# [What the exercise asks]
In the entries that follow, the first line to write out is the one containing "If you could indicate the straw", and the last is the one containing "If you could indicate the metal post". Reproduce that stretch exactly, with nothing before or after it.

§

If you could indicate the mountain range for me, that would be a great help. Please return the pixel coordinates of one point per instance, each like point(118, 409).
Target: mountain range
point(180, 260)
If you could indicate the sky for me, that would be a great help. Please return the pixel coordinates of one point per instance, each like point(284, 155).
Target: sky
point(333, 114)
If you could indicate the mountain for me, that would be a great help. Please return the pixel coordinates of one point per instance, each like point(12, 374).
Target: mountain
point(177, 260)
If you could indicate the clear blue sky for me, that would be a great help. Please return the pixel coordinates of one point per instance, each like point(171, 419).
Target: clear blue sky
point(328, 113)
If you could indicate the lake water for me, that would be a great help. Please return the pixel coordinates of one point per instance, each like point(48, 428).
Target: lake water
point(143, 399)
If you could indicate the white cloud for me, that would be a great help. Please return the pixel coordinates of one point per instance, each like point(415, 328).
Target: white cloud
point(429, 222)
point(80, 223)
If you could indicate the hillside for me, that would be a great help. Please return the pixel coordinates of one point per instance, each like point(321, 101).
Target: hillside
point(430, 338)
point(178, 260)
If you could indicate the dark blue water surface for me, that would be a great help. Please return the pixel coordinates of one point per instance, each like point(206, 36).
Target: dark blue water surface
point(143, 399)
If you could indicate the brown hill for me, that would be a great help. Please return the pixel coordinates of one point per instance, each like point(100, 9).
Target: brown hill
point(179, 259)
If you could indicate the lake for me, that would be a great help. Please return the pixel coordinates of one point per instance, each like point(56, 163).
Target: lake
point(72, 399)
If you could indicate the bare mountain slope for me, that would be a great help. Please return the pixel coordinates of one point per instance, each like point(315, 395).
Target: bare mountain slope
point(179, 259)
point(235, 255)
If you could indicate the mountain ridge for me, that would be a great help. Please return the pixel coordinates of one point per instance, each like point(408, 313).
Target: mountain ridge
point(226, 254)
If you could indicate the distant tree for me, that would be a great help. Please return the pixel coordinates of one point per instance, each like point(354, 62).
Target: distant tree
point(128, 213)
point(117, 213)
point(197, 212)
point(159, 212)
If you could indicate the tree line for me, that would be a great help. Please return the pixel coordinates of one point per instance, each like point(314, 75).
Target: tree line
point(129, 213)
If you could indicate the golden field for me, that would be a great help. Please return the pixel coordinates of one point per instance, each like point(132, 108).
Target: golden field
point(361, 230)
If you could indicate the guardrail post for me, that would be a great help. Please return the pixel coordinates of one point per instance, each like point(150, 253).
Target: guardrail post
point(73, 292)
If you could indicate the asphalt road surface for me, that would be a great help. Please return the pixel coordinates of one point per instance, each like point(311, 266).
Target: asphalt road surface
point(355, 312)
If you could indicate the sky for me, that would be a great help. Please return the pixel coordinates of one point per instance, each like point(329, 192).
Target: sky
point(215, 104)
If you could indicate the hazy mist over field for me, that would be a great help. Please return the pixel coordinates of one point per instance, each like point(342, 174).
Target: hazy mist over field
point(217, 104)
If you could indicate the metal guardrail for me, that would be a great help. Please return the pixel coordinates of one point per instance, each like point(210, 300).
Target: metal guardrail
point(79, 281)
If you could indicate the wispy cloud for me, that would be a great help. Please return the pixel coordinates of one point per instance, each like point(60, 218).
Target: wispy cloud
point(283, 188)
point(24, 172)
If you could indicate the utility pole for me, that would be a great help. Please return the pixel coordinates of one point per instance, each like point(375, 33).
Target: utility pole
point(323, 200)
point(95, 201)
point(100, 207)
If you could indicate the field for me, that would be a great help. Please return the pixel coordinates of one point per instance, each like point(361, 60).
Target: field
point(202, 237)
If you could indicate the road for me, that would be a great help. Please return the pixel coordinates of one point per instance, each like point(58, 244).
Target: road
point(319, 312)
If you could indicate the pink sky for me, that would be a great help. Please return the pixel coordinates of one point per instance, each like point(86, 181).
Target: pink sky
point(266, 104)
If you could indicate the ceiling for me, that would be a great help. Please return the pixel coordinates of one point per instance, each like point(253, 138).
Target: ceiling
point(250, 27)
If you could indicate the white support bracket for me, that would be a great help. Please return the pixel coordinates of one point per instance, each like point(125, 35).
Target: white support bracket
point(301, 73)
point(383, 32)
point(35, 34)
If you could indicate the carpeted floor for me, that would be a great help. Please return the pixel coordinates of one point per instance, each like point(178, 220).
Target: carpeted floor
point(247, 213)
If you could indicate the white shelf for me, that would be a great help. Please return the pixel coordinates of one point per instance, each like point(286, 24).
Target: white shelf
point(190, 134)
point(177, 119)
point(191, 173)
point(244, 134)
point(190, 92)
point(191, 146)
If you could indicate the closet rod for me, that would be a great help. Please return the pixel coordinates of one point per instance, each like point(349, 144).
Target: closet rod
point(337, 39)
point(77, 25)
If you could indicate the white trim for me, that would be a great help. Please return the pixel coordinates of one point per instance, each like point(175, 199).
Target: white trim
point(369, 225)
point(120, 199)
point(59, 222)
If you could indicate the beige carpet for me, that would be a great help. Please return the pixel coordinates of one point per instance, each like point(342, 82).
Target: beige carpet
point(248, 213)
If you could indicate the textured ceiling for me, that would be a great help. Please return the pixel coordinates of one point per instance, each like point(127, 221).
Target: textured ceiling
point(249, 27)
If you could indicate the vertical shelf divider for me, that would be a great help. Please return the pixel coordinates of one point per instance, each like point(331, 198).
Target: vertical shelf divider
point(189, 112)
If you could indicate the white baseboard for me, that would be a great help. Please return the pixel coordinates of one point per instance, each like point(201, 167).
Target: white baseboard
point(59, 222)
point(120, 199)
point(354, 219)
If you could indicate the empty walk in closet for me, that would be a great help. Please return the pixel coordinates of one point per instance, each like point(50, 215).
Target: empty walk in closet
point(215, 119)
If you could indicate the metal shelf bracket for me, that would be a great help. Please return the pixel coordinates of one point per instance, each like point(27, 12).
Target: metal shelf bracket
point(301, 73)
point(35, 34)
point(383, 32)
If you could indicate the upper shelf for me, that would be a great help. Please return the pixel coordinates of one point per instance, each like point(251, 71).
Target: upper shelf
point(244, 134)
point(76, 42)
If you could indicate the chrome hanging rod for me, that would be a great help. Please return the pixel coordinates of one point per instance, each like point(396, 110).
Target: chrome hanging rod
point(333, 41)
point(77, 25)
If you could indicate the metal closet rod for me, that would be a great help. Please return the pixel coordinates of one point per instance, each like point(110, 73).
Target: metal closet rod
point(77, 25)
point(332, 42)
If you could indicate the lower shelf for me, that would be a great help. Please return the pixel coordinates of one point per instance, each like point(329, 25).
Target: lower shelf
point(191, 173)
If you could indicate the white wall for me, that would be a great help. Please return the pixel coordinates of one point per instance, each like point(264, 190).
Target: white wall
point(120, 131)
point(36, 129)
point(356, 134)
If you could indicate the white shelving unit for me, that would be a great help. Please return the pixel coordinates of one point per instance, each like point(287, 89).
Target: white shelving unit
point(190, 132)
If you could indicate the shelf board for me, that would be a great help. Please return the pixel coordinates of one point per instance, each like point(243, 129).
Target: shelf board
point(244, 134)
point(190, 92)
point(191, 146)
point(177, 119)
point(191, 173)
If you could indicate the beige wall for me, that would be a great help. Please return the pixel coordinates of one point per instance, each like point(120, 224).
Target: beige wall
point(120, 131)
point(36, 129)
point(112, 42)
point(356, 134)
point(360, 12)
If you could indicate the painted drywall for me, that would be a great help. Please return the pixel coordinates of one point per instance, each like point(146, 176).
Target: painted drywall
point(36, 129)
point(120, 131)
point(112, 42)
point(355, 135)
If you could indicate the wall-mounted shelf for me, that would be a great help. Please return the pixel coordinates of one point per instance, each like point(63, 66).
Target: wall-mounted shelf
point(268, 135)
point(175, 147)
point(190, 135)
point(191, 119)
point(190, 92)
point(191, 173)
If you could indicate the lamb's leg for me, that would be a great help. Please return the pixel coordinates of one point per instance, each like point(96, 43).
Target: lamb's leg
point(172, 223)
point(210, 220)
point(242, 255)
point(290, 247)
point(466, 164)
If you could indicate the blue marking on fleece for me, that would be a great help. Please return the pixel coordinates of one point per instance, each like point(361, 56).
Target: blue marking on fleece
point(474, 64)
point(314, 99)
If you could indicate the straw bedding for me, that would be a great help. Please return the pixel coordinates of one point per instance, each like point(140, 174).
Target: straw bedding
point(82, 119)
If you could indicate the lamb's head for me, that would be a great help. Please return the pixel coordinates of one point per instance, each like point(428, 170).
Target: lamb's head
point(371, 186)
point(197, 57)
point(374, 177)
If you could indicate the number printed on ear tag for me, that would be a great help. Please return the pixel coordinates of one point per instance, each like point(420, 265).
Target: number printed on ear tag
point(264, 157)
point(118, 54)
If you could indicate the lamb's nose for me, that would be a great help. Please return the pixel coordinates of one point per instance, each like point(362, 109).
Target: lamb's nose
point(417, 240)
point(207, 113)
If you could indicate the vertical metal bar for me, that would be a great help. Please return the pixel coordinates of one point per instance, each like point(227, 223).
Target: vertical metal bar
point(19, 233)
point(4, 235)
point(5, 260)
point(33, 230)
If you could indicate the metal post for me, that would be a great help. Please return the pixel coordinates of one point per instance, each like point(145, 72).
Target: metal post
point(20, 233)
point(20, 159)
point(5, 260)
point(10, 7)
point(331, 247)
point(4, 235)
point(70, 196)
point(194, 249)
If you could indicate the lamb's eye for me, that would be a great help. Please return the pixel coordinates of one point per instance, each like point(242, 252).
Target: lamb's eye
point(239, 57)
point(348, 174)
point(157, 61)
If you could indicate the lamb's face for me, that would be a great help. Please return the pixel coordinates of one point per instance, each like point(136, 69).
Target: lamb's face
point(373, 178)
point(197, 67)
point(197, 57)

§

# [Finished task]
If you could indicate the straw bedding for me, that would be a great help. Please return the pixel coordinates of one point per instance, each like point(140, 174).
Target: straw bedding
point(82, 119)
If you could indicate the lamb's head for me, that would be a great help. Please return the pixel coordinates of one point per instance, each like point(428, 170).
Target: lamb's head
point(371, 186)
point(197, 57)
point(374, 177)
If you could indicate the number printed on ear tag for me, that would be a great help. Please return the pixel coordinates of one point per instance, each like point(420, 265).
Target: number printed on ear tag
point(264, 157)
point(118, 54)
If you could indicate the lamb's nose for me, that would be a great help. Please return the pixel coordinates of one point per instance, each like point(362, 109).
Target: lamb's nose
point(417, 240)
point(207, 113)
If you could indicate the vertical metal bar for me, that would be a great help. Please return the pixel coordinates of one point per instance, each like point(227, 223).
Target: vertical metal bar
point(19, 233)
point(4, 235)
point(5, 260)
point(33, 230)
If you could indicate the metal post for me, that would be a great help. Please return the pixel coordinates of one point per instance, each like point(145, 72).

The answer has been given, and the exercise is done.